* YOUR INSTRUCTIONS *
Your task is to copy the material exactly.

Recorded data

___

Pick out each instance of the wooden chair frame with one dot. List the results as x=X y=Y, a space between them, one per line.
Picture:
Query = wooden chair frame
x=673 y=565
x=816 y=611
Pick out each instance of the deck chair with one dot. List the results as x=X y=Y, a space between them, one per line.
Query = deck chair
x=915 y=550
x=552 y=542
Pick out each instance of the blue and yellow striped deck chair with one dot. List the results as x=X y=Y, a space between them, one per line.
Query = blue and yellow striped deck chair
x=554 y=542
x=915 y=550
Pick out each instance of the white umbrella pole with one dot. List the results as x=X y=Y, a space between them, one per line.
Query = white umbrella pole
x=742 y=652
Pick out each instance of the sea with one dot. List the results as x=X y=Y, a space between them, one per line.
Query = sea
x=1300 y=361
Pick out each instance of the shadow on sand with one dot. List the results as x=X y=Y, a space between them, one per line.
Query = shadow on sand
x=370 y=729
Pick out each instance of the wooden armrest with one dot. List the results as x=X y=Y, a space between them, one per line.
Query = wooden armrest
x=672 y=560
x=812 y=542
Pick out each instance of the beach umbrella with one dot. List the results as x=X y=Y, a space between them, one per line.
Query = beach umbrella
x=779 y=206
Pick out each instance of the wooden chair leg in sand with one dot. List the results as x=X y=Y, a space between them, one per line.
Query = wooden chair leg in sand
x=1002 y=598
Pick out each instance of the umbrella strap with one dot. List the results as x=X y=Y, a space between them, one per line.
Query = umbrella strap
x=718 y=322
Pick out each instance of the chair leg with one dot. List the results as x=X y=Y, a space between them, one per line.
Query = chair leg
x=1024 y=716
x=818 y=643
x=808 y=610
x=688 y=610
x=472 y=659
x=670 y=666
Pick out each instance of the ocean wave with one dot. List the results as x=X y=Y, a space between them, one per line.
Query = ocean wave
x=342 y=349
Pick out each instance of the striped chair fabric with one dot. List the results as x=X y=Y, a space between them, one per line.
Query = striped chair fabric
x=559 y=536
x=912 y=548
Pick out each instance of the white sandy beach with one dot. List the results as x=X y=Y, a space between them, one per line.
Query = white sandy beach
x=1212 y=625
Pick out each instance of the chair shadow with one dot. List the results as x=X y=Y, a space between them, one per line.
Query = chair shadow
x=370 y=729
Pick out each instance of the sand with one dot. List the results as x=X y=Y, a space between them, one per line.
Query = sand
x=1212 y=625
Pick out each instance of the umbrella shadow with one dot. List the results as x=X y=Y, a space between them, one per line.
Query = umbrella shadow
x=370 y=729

___

* OUTPUT FOR THIS EXERCISE *
Pick out each instance of the wooden chair frame with one dot. List the results as x=X y=Y, a space between them, one per line.
Picture:
Query = wooden chair frame
x=673 y=565
x=816 y=611
Pick out each instance of the deck chair with one dot. List the results as x=X y=Y, a space between them, one per line.
Query = deck chair
x=915 y=550
x=552 y=542
Pick out each instance of the blue and yellow striped deck chair with one dot. List the results as x=X y=Y, a space between them, one per line.
Query = blue and yellow striped deck chair
x=554 y=542
x=915 y=550
Pick out each instance of the white umbrella pole with one dot. List the results as x=X y=Y, a space between them, one per line.
Query = white umbrella pole
x=742 y=652
Pick out each instance of the sea with one dot. List the results as x=X y=Y, a space between them, one per line.
Query = sea
x=1300 y=361
Pick out each instance of the shadow on sand with one dot. List the results as x=X y=Y, a space between them, one per line.
Query = shadow on sand
x=370 y=729
Pick out each instance of the wooden armrest with one dot. List the results as x=X y=Y, a space between them, one per line.
Query = wooden armrest
x=672 y=560
x=812 y=542
Pick out each instance of the beach umbrella with one dot. List the results as x=X y=Y, a space between them, one per line.
Query = beach umbrella
x=779 y=206
Pick out each instance of the wooden chair leg in sand with one dot. List the results as x=X y=Y, a space between them, one per line.
Query = wooden chair leg in sand
x=1002 y=598
Pick out each instance of the umbrella strap with one dot. List the results as x=X y=Y, a space between them, one per line.
Query = umbrella strap
x=718 y=322
Pick out each instance of the chair leg with one dot. List the results as x=X y=Y, a space between them, one per line.
Query = chair leg
x=1024 y=716
x=818 y=643
x=808 y=610
x=688 y=610
x=472 y=659
x=670 y=666
Pick out each instance of the ocean wave with one dot. List the results as x=X y=Y, a space between them, one per line.
Query = ocean wave
x=342 y=349
Pick out each instance of the striped chair fabric with one dot. List the results as x=X y=Y, a space between them, one per line.
Query = striped chair fabric
x=559 y=536
x=912 y=548
Pick out each instance of the white sandy beach with one dot. List the results as x=X y=Y, a space between them, one per line.
Query = white sandy beach
x=1212 y=625
Pick out each instance of the chair shadow with one dot. List the results as x=X y=Y, a space between them, one per line.
Query = chair shadow
x=370 y=729
Pick out each instance of the sand with one dot. List the results as x=X y=Y, a space between them, one per line.
Query = sand
x=1212 y=625
Pick out each instance of the umbrella shadow with one dot. List the results as x=X y=Y, a space between them, one per line.
Query = umbrella shadow
x=370 y=729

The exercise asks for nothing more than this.